▶ _Work to be completed_
Omit images. Retype all entries verbatim.

= = = = =

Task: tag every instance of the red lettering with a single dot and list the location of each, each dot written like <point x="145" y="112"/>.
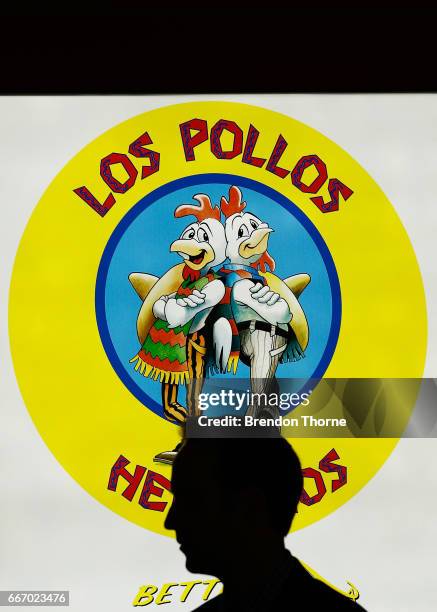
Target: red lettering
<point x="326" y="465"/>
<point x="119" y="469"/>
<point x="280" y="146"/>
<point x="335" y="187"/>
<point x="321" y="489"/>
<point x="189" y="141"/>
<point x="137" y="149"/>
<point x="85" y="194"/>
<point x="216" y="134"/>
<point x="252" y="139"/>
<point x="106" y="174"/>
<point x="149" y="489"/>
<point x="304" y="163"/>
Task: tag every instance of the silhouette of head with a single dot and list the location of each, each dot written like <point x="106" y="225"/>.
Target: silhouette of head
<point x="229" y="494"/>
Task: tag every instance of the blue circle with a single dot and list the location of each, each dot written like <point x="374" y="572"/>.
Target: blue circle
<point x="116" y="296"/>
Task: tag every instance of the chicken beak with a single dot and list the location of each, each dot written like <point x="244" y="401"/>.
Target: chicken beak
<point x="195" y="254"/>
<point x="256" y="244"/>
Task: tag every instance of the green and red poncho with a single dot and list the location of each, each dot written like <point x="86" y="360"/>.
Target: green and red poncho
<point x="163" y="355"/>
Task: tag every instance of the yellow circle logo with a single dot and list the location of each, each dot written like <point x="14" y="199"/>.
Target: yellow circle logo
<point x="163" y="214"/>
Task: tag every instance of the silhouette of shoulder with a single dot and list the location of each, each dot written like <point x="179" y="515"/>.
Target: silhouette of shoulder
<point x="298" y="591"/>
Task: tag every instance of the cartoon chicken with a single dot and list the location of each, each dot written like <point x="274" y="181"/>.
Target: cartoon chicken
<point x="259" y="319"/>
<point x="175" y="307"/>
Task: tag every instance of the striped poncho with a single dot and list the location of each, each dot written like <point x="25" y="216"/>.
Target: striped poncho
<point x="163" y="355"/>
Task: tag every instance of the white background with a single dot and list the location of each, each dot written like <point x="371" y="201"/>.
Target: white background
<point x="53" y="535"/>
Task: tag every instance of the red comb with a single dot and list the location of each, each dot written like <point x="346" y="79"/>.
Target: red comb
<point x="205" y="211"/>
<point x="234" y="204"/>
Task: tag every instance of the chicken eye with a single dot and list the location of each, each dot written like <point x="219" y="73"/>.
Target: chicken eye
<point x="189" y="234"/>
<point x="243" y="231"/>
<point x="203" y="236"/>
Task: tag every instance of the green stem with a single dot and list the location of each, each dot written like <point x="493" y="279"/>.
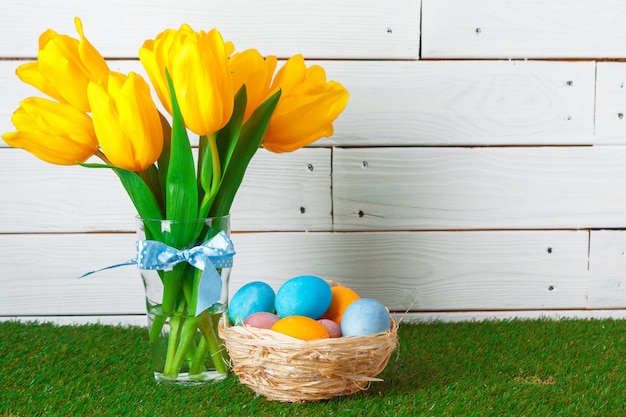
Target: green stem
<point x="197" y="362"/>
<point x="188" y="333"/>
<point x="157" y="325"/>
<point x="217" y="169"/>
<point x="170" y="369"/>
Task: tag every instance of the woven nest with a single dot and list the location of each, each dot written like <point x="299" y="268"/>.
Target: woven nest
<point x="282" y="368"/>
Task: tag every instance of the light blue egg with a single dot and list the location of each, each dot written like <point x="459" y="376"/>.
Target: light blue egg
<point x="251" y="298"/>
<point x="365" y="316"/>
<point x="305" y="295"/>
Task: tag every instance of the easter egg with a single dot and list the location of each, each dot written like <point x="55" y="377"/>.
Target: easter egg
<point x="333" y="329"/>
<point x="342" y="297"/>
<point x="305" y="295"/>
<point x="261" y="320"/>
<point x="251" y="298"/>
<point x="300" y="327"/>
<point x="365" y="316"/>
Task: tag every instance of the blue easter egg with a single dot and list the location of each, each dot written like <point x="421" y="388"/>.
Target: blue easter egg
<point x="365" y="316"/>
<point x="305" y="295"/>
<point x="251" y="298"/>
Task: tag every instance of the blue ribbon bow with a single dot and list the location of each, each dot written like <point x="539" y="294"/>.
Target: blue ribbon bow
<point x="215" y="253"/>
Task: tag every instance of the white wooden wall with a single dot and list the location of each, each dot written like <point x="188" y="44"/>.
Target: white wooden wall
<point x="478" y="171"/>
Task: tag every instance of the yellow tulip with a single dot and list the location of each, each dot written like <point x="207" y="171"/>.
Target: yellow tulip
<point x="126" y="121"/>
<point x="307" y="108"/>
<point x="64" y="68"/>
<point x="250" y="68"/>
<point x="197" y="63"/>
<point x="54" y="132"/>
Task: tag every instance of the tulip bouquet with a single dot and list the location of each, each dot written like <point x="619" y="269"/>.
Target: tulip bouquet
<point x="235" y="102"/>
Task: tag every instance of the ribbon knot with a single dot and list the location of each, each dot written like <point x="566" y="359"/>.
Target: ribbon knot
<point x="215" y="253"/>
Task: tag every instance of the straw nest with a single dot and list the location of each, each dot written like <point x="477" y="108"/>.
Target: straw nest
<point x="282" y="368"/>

= = = = =

▶ _Answer to the problem_
Task: tag every instance of the red lettering with a single dot and list the location of each, each dot written like <point x="145" y="112"/>.
Target: red lettering
<point x="326" y="465"/>
<point x="119" y="469"/>
<point x="280" y="146"/>
<point x="335" y="187"/>
<point x="321" y="489"/>
<point x="189" y="141"/>
<point x="137" y="149"/>
<point x="85" y="194"/>
<point x="216" y="134"/>
<point x="252" y="139"/>
<point x="106" y="174"/>
<point x="149" y="489"/>
<point x="304" y="163"/>
Task: tag every instance of the silhouette of head with a single dot and list the location of each, each dot written like <point x="106" y="225"/>.
Target: silhouette of head
<point x="229" y="494"/>
Task: tag every instance of the blue circle with a single dot and list the location of each, each dot written like <point x="374" y="572"/>.
Target: blue circle
<point x="116" y="296"/>
Task: tag every instance of the chicken beak with a single dot and list the location of each, each dot written like <point x="244" y="401"/>.
Target: chicken beak
<point x="195" y="254"/>
<point x="256" y="244"/>
Task: tag every instance of the green and red poncho with a single dot and list the location of each, each dot written like <point x="86" y="360"/>.
Target: green and red poncho
<point x="163" y="355"/>
Task: tag every instance of the yellow circle logo with a single dot and list the location of each, each dot written like <point x="14" y="199"/>.
Target: yellow circle logo
<point x="163" y="214"/>
Task: tag every instance of the silhouette of shoulder with a single dot and list the location of each, each dot written like <point x="179" y="515"/>.
Target: silhouette of shoulder
<point x="298" y="591"/>
Task: tag every instance of the cartoon chicken with a single dot and list the location of each, each dot written like <point x="274" y="181"/>.
Target: cartoon chicken
<point x="259" y="319"/>
<point x="175" y="307"/>
Task: tag every instance of the striped poncho with a single dot and list the location of each, each dot written like <point x="25" y="216"/>.
Target: striped poncho
<point x="163" y="355"/>
Task: tag every instance of the white background with a single dot and list the location of each, each dot written like <point x="371" y="201"/>.
Target: white background
<point x="53" y="535"/>
Task: tag every instance of the red comb with a single dot and list the location of each, each dot written like <point x="346" y="79"/>.
Target: red comb
<point x="205" y="211"/>
<point x="234" y="204"/>
Task: tag every instance of the chicken eye with a single dot and list the location of each, each dot written like <point x="219" y="73"/>.
Target: chicken eye
<point x="189" y="234"/>
<point x="243" y="231"/>
<point x="203" y="236"/>
Task: tag every instance of the green stem with a single dot and list the location of each, each dot written like <point x="493" y="279"/>.
Target: green stem
<point x="197" y="362"/>
<point x="188" y="333"/>
<point x="157" y="325"/>
<point x="217" y="169"/>
<point x="170" y="369"/>
Task: tag every instance of the woven nest with a single dot and list the location of each, each dot written like <point x="299" y="268"/>.
Target: woven nest
<point x="282" y="368"/>
Task: tag every instance of the light blue egg with a single dot and list the location of each, each dot written like <point x="459" y="376"/>.
Target: light blue egg
<point x="251" y="298"/>
<point x="365" y="316"/>
<point x="305" y="295"/>
Task: tag every instance of the easter egg with a single dot and list the location of each, each dot written like <point x="55" y="377"/>.
Target: easter egg
<point x="333" y="329"/>
<point x="342" y="297"/>
<point x="305" y="295"/>
<point x="261" y="320"/>
<point x="251" y="298"/>
<point x="300" y="327"/>
<point x="365" y="316"/>
Task: tag every instance of the blue easter egg with a single dot and list the location of each, each dot written like <point x="421" y="388"/>.
Target: blue easter egg
<point x="365" y="316"/>
<point x="305" y="295"/>
<point x="251" y="298"/>
Task: tag every instance of the blue ribbon bow with a single dot and list the location of each, each dot written like <point x="539" y="294"/>.
Target: blue ribbon bow
<point x="215" y="253"/>
Task: tag every instance of the white wooden wall with a single dot and list the location of each, each dot written like <point x="188" y="44"/>.
Target: white wooden wall
<point x="478" y="171"/>
Task: tag every instance of the yellow tulip with a single dot and list the location of each, each dot written like <point x="207" y="171"/>.
Target: yellow tulip
<point x="126" y="121"/>
<point x="307" y="108"/>
<point x="64" y="68"/>
<point x="250" y="68"/>
<point x="197" y="63"/>
<point x="54" y="132"/>
Task: tag every instance of the tulip bouquet with a single dot and list the location of each, each dot written like <point x="619" y="269"/>.
Target: tulip bouquet
<point x="235" y="102"/>
Task: tag every instance of the ribbon knot with a single dot and list the location of each, each dot written like <point x="566" y="359"/>.
Target: ribbon knot
<point x="215" y="253"/>
Task: tag every instance of the straw nest with a single dot and list the location of each, each dot written like <point x="477" y="108"/>.
Target: straw nest
<point x="282" y="368"/>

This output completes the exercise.